**PAGE**
The misclassification can likely be attributed to limitations of the neural network’s training sample. As shown in Figure 2 of JA23, The proper motion distribution of the base Gaia sample in right ascension and declination is broader than that of the training set, which is centred on the systemic motion of the LMC. As a result, the classifier performs best for stars near the centre of the LMC, while objects in the outskirts are more likely to be misclassified due to the difference in proper motion from the centre to the outskirts of the LMC. Since a purer sample more closely resembles the training sample, it also inherits its limitations. We therefore recommend the use of the complete sample in future studies of the outer disc.

Fig. 7 Comparison of the radial, VR (left panels), and residual tangential, $V_{\varphi }-\overline{V_{\varphi }}$ (right panels), velocity maps between the GLMC and the GLMC – GSMC of the K6 simulation right after the second pericentric passage, at t = 0 Ga (KRATOS suite, JA24). We show the same snapshot of the K6 simulation for two cases: GLMC disc only (top panels), and GLMC disc and GSMC particles (bottom panels). All maps are seen face-on, in the LMC in-plane (x′,y′) Cartesian coordinate system. A black contour line separates the overdensities (bar and spiral arms) from the underdensities.

5.3 Gaia observational errors and selection function

To verify that the asymmetries in the velocity maps are not a result of observational uncertainties, we applied Gaia DR3 observational errors to the KRATOS simulations. To this end, we projected the G_LMC to the position and orientation of the LMC in the heliocentric reference frame, using centre coordinates (α₀,δ₀) = (81.28°, −69.78°) (van der Marel 2001), inclination angle i = 34°, and position angle θ = 220° (Gaia Collaboration 2021). The effect of a different inclination or position angle on the kinematic maps has been studied in Jiménez-Arranz et al. (2023b), where no resulting systematic asymmetry was observed. From the projected KRATOS simulations, we created a mock catalogue of Gaia observable parameters²: positions (α, δ), parallax (ϖ), and proper motions (μ_α,μ_δ).

We used a 3D extinction model (Marshall et al. 2006; Lallement et al. 2022), which is also applied in the Gaia Object Generator (GOG, Luri et al. 2014). To assign Gaia photometry to the simulated particles, we assumed red clump (RC) stellar parameters, since RC stars are dominant in the LMC (Gaia Collaboration 2021). From the absolute magnitude M_k = −1.61 and intrinsic colour (J - K)₀ = 0.55 of RC stars (Ruiz-Dern et al. 2018; Straižys & Lazauskaitė 2009), we computed G magnitudes for each particle. Then we used the Gaia DR3 error model of PyGaia (Brown et al. 2012) to assign uncertainties in position (σ_α*, σ_δ), parallax (σ_w), and proper motion (σ_μα, σ_μδ)³.

**GOALS**
a - In the LMC kinematics excerpt, what inclination angle was used when projecting the G_LMC into the heliocentric frame?
b - Reproduce the LMC kinematics excerpt word for word from "Fig. 7 Comparison" to "from the underdensities.".
c - Resume the LMC kinematics excerpt at the point where it stops.
These records have no connection to the LMC kinematics excerpt.

Dataset entries:
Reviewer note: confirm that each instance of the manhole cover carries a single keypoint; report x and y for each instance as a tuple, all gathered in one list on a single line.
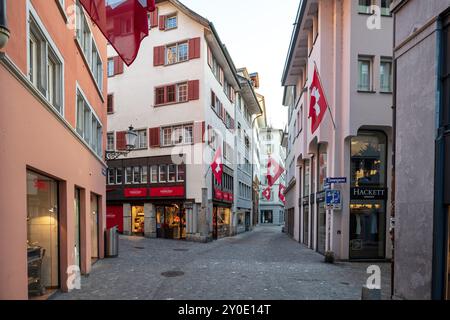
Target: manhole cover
[(172, 274)]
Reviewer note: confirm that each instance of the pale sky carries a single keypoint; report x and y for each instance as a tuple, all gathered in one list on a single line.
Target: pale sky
[(257, 35)]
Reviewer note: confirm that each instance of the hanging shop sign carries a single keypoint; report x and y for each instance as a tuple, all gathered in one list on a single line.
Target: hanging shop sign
[(368, 193), (333, 200)]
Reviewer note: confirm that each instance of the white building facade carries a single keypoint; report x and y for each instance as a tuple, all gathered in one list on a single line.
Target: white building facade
[(356, 76), (179, 95)]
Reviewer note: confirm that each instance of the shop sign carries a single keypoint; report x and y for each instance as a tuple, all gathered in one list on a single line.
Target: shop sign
[(333, 200), (320, 197), (338, 180), (135, 193), (218, 194), (165, 192), (368, 193)]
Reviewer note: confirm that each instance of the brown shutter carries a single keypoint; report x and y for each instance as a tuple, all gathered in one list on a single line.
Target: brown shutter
[(158, 56), (154, 18), (110, 103), (198, 129), (155, 137), (194, 90), (162, 23), (194, 48), (121, 143)]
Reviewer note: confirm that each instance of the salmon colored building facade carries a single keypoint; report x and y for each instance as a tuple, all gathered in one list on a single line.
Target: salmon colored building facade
[(52, 130)]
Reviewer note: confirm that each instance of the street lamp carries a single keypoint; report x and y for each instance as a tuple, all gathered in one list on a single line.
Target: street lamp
[(130, 143), (4, 31)]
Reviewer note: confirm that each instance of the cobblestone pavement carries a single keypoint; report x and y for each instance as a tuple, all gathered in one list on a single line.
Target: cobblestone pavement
[(264, 264)]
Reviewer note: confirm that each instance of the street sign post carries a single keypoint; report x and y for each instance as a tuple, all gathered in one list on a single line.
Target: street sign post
[(333, 200)]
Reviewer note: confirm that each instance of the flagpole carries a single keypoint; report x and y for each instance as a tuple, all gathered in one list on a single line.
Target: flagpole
[(325, 96)]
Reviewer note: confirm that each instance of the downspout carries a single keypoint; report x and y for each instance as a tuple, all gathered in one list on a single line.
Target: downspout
[(438, 269), (4, 31), (394, 146)]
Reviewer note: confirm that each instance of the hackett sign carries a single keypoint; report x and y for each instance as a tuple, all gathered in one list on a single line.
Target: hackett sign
[(368, 193)]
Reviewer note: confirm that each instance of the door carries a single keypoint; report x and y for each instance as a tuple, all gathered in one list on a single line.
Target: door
[(137, 220), (94, 227), (42, 231)]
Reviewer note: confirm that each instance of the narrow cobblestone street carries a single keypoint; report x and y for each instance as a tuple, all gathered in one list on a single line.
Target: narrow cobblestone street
[(263, 264)]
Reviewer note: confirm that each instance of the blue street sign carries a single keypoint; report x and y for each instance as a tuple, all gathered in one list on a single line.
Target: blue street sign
[(333, 200), (339, 180)]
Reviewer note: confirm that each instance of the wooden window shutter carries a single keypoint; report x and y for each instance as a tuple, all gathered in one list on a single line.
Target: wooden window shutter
[(121, 143), (158, 56), (110, 103), (154, 18), (154, 134), (162, 23), (194, 90), (194, 48)]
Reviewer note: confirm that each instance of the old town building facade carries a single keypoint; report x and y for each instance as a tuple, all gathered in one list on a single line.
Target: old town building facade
[(353, 141)]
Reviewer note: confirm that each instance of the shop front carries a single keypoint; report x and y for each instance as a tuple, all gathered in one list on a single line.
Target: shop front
[(368, 196), (43, 229)]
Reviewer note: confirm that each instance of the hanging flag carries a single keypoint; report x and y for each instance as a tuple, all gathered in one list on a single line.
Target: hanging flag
[(274, 171), (124, 23), (266, 193), (217, 166), (281, 191), (318, 103)]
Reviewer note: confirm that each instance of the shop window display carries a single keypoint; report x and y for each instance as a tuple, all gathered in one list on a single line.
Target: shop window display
[(368, 216), (42, 233)]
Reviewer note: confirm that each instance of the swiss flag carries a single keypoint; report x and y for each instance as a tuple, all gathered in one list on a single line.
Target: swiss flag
[(318, 103), (217, 165), (274, 171), (124, 23), (266, 193), (281, 191)]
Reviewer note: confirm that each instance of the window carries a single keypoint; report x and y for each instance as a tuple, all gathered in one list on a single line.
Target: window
[(111, 177), (178, 52), (88, 47), (110, 146), (386, 75), (163, 173), (45, 68), (385, 7), (88, 125), (175, 93), (119, 173), (144, 175), (110, 67), (180, 173), (182, 92), (141, 142), (364, 79), (364, 6), (171, 22), (128, 175), (172, 173), (154, 174), (136, 175), (110, 104)]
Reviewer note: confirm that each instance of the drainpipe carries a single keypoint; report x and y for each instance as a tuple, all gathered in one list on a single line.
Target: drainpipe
[(438, 271), (4, 31), (394, 145)]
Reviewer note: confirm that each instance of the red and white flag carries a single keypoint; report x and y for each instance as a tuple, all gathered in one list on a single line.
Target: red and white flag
[(318, 103), (281, 195), (274, 171), (266, 193), (123, 22), (217, 165)]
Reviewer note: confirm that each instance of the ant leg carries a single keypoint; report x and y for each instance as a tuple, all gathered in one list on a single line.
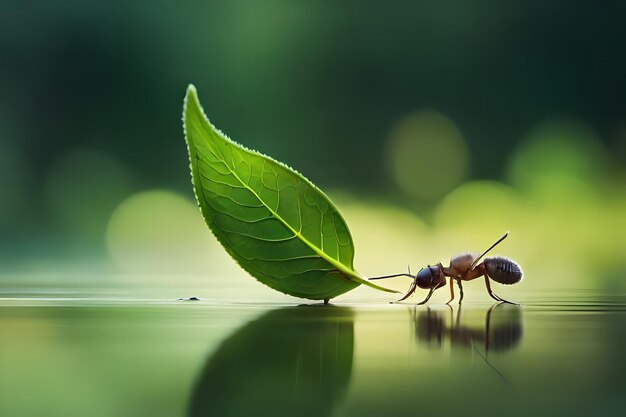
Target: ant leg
[(451, 291), (427, 297), (460, 290), (495, 297), (491, 294), (409, 292)]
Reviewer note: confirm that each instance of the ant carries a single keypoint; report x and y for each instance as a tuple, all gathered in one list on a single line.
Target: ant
[(464, 267)]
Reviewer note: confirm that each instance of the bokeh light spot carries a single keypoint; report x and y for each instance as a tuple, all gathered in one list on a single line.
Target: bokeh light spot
[(427, 155), (161, 231), (557, 156), (82, 188)]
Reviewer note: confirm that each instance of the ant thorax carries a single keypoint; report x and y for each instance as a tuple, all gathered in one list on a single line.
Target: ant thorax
[(460, 264)]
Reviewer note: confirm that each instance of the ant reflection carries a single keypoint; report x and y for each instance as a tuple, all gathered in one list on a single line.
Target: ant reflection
[(502, 329)]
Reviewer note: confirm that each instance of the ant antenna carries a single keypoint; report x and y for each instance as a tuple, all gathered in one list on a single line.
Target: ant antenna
[(491, 247), (392, 276)]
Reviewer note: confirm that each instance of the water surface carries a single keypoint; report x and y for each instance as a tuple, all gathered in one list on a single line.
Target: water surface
[(71, 353)]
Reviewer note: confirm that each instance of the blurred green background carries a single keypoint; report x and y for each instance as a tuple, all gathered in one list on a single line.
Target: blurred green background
[(435, 126)]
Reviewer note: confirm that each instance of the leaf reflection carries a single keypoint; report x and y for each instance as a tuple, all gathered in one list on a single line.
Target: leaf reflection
[(291, 361)]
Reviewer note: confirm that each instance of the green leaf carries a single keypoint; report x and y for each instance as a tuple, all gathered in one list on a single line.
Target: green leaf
[(274, 222)]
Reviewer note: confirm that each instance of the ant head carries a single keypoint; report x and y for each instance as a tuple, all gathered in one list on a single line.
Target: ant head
[(430, 277)]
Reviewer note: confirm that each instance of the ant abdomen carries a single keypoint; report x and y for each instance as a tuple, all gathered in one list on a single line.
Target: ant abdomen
[(503, 270)]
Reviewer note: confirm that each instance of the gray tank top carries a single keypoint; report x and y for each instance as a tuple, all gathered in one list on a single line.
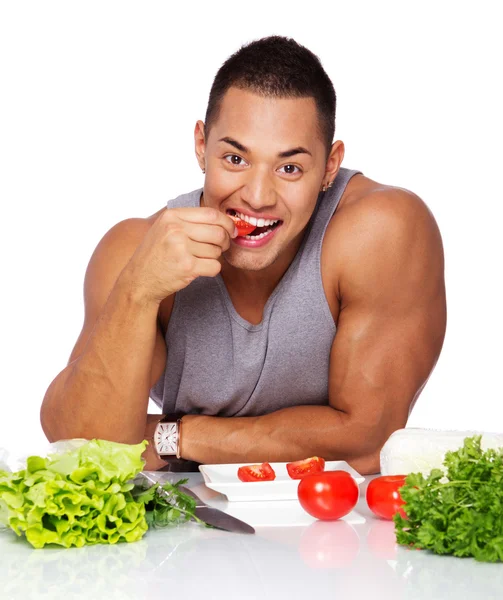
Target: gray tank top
[(220, 364)]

**RESPONSES BY TASK**
a - 34°

b -
Fig. 7 Comparison of the radial, VR (left panels), and residual tangential, $V_{\varphi }-\overline{V_{\varphi }}$ (right panels), velocity maps between the GLMC and the GLMC – GSMC of the K6 simulation right after the second pericentric passage, at t = 0 Ga (KRATOS suite, JA24). We show the same snapshot of the K6 simulation for two cases: GLMC disc only (top panels), and GLMC disc and GSMC particles (bottom panels). All maps are seen face-on, in the LMC in-plane (x′,y′) Cartesian coordinate system. A black contour line separates the overdensities (bar and spiral arms) from the underdensities.

c -
In order to evaluate the completeness of Gaia in the LMC region, we applied the Gaia selection function from Castro-Ginard et al. (2023), which estimates the probability that an input source is included in Gaia DR3. Using GaiaUnlimited⁴ (Cantat-Gaudin et al. 2023; Castro-Ginard et al. 2023), we created a sub-selection function, binning by colour G_BP - G_RP and magnitude G of RC stars. We show the result of this selection function per healpix region in Fig. 9. In the LMC disc, Gaia has a high completeness with a selection probability of close to 1.0, even in the crowded bar region. However, since we are limiting this sub-selection function to RC stellar parameters, the outskirts and surroundings of the LMC are undersampled. Therefore, the sub-selection function cannot be directly applied to the KRATOS simulations, which do not match the LMC’s morphology and spatial extent. Instead, we applied the general Gaia survey selection function to the mock catalogue. This function is homogeneous in the LMC region with high completion everywhere except in the crowded bar.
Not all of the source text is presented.